Segment Start: Source passage

Re: [Open-graphics] Multipliers in oga1hq

Patrick McNamara Tue, 04 Sep 2007 18:48:41 -0700

Timothy Normand Miller wrote:
> On 9/4/07, Patrick McNamara <[EMAIL PROTECTED]> wrote:
>   
>>> In a VGA graphics mode that requires more smarts, the read or write
>>> raises an interrupt with the nanocontroller that then makes it own
>>> modified request to the memory system.
>>>
>>>       
>> My question was centered around VGA reads since the VGA interface
>> expects to spit out data formated in "funky" VGA formats.  I suspect we
>> are going to have to shadow VGA memory so that reads can come directly
>> from the shadow memory and writes get written to the shadow memory and
>> also the the framebuffer as 24 bit pixels.
>>     
>
> There are two issues here.  One is the funky formats.  What you call
> the "shadow" depends on your perspective.  There are two framebuffers.
>  One is what the PC thinks is the VGA stuff.  The other is the one
> scanned out by our video controller.  The job of our nanocontroller is
> to convert from one to the other over and over again in the
> background.
>


It doesn't actually have to do constant conversion for anything but text
modes, and then
only when the text changes.  I'm still not sure how we handle blinking
other than run the controller in a busy loop.

Segment End: Source passage

**Questions on the material:**
1/ Answer these from the VGA thread:
(a) In a VGA graphics mode that requires more smarts, what does the read or write raise?
(b) How many framebuffers are there, according to the reply to Patrick McNamara?
(c) For which modes does constant conversion have to happen?
2/ Please output the part of the VGA thread starting with "Re: [Open-graphics] Multipliers" and going on through "the memory system.".
The listing after the VGA thread is separate material.

Segment Start: Information provided

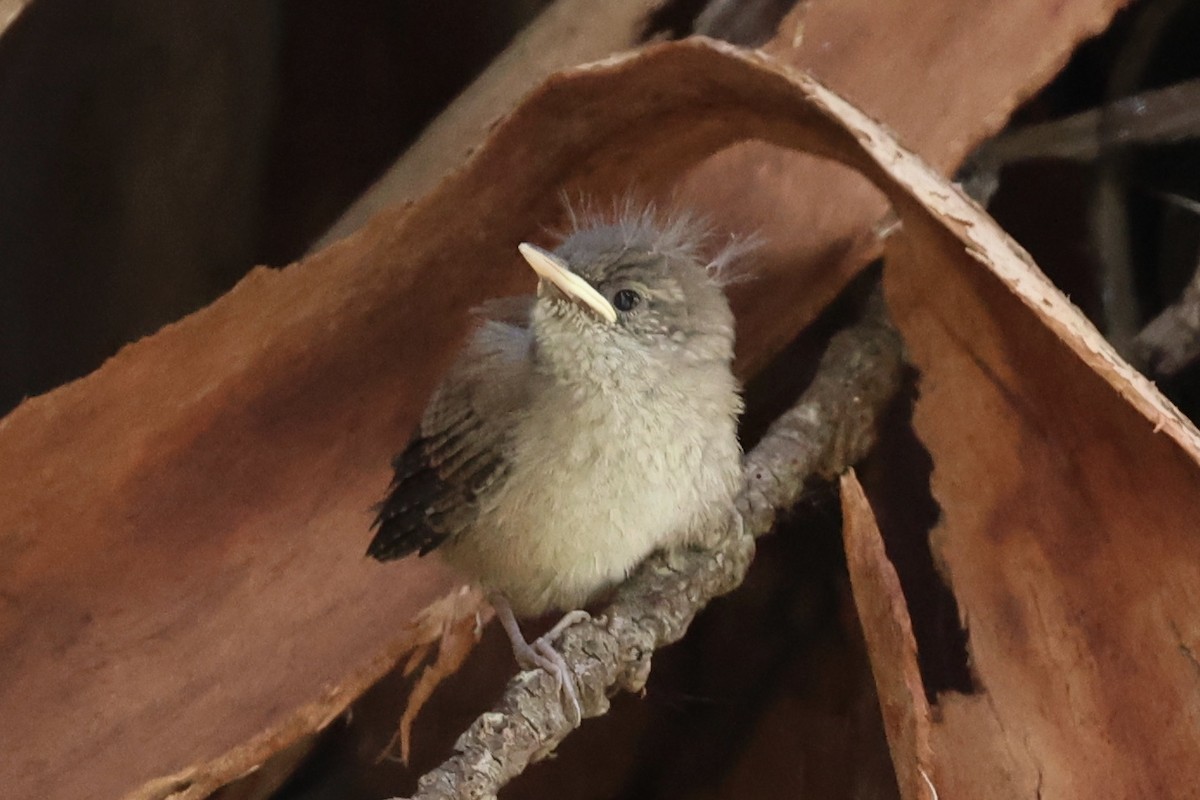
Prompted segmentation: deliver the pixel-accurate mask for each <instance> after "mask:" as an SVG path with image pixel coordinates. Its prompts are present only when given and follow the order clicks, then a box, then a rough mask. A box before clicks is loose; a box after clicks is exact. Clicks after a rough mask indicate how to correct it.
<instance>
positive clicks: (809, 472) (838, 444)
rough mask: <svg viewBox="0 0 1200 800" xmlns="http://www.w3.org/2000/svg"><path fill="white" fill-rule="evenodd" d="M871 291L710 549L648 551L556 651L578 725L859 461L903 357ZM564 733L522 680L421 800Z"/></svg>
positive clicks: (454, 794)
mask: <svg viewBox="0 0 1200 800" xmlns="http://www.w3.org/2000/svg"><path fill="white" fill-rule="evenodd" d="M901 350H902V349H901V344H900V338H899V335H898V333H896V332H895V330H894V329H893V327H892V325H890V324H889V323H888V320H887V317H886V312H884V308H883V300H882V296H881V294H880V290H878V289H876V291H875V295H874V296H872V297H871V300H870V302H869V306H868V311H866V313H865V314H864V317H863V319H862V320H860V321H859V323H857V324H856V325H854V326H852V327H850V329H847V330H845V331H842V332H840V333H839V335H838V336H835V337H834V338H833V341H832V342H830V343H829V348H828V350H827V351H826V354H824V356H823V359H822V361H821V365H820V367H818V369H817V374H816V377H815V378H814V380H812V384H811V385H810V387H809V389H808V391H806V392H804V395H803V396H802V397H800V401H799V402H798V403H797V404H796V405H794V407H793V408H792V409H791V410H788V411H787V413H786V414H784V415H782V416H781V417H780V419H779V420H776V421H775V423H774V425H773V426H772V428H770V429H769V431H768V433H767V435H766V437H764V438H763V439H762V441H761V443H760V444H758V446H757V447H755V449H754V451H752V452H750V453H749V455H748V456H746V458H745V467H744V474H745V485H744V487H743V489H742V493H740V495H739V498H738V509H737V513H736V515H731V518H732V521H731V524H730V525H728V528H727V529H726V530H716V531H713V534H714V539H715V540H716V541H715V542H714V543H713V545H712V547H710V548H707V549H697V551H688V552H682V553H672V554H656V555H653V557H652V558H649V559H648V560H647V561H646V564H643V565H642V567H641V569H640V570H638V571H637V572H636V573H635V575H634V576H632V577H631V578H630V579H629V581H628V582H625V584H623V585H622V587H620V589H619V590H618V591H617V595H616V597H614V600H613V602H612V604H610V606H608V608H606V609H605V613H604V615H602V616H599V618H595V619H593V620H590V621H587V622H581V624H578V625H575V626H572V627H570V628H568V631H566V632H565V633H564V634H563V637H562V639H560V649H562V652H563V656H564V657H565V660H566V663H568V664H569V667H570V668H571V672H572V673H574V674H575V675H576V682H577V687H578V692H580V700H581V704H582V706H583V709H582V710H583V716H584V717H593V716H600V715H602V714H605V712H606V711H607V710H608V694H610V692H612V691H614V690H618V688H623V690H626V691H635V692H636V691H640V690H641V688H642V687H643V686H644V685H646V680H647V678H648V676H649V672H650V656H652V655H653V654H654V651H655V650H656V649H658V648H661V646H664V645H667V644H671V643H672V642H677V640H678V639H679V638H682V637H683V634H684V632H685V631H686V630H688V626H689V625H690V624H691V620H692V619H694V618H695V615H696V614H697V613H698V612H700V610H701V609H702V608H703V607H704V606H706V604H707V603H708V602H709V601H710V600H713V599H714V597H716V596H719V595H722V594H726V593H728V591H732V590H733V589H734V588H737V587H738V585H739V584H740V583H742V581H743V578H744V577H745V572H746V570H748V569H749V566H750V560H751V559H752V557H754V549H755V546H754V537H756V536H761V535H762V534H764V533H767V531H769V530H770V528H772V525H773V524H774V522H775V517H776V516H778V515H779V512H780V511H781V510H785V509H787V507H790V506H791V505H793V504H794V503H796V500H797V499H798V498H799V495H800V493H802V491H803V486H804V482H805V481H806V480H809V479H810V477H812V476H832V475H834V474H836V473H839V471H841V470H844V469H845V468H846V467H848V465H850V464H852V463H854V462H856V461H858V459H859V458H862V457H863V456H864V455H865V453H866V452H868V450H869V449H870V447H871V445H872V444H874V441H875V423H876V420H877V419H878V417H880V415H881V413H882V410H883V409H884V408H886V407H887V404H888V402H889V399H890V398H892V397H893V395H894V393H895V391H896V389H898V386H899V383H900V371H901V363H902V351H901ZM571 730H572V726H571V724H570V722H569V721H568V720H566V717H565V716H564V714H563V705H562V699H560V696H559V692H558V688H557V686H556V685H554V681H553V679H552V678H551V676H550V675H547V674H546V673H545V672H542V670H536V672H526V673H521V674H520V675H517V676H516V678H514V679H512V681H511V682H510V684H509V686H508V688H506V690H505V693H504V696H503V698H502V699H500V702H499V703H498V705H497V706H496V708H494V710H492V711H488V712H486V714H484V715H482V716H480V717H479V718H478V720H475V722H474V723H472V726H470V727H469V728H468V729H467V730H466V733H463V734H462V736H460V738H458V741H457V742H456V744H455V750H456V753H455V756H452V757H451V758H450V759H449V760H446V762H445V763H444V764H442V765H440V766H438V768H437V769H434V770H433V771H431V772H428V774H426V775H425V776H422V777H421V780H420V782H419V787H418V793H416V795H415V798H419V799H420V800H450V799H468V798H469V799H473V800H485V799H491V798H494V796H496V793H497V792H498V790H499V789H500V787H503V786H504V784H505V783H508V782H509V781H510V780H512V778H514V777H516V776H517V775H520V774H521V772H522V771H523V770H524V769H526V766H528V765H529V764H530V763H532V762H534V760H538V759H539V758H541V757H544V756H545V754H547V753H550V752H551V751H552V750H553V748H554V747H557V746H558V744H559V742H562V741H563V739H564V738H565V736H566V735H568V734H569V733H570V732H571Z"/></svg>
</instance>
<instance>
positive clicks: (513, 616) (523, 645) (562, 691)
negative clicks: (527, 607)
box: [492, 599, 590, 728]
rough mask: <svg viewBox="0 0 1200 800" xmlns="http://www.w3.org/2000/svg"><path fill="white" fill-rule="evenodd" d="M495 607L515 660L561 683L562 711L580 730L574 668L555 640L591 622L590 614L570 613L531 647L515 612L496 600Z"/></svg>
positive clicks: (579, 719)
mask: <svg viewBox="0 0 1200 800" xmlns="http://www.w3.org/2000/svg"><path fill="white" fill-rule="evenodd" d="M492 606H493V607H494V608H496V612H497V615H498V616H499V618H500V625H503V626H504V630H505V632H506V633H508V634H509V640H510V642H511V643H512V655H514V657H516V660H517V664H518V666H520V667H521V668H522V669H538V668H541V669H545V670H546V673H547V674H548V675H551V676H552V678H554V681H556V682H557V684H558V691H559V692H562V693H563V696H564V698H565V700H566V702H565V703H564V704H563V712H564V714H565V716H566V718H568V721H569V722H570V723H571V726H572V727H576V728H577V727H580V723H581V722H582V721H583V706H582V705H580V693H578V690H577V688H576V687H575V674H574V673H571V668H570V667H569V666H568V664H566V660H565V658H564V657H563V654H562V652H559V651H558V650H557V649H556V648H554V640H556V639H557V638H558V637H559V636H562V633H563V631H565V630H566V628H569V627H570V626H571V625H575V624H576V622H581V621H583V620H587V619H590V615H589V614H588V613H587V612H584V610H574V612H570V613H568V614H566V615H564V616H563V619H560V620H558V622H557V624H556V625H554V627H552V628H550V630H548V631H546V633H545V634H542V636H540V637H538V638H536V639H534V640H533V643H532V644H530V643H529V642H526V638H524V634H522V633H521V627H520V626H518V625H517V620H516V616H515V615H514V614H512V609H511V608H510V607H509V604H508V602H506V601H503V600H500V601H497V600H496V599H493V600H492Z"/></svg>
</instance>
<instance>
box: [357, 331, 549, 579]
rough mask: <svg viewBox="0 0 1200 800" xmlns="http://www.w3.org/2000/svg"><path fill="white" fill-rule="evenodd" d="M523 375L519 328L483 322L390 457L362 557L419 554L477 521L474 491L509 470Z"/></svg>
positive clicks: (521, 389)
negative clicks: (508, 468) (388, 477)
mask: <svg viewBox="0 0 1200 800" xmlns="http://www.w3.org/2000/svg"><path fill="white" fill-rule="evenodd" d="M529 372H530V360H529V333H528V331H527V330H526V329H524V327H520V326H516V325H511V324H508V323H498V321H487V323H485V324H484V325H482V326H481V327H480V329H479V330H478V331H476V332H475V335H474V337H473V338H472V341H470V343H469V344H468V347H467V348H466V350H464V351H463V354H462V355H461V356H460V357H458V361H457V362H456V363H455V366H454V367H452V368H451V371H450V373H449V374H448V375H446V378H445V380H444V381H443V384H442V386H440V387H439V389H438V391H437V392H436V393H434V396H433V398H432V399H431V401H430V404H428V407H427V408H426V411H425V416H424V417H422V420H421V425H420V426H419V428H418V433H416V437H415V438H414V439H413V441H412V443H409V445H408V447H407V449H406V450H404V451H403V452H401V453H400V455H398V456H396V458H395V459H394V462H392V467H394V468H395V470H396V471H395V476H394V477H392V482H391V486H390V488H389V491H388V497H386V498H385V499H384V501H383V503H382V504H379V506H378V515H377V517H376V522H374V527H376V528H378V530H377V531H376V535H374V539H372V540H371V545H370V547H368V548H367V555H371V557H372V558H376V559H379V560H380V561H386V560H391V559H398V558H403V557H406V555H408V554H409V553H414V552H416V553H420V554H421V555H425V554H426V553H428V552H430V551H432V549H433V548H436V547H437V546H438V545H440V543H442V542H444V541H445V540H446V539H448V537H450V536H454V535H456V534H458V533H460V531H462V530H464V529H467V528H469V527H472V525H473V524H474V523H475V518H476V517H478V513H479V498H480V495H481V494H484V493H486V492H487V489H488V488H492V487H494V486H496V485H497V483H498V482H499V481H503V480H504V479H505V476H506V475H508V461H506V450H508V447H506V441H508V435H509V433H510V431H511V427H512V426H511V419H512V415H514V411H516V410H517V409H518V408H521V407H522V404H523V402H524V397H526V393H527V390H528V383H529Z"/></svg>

Segment End: Information provided

**Answers to the problems:**
1/
(a) An interrupt with the nanocontroller.
(b) Two.
(c) Text modes, and then only when the text changes.

2/
Re: [Open-graphics] Multipliers in oga1hq

Patrick McNamara Tue, 04 Sep 2007 18:48:41 -0700

Timothy Normand Miller wrote:
> On 9/4/07, Patrick McNamara <[EMAIL PROTECTED]> wrote:
>   
>>> In a VGA graphics mode that requires more smarts, the read or write
>>> raises an interrupt with the nanocontroller that then makes it own
>>> modified request to the memory system.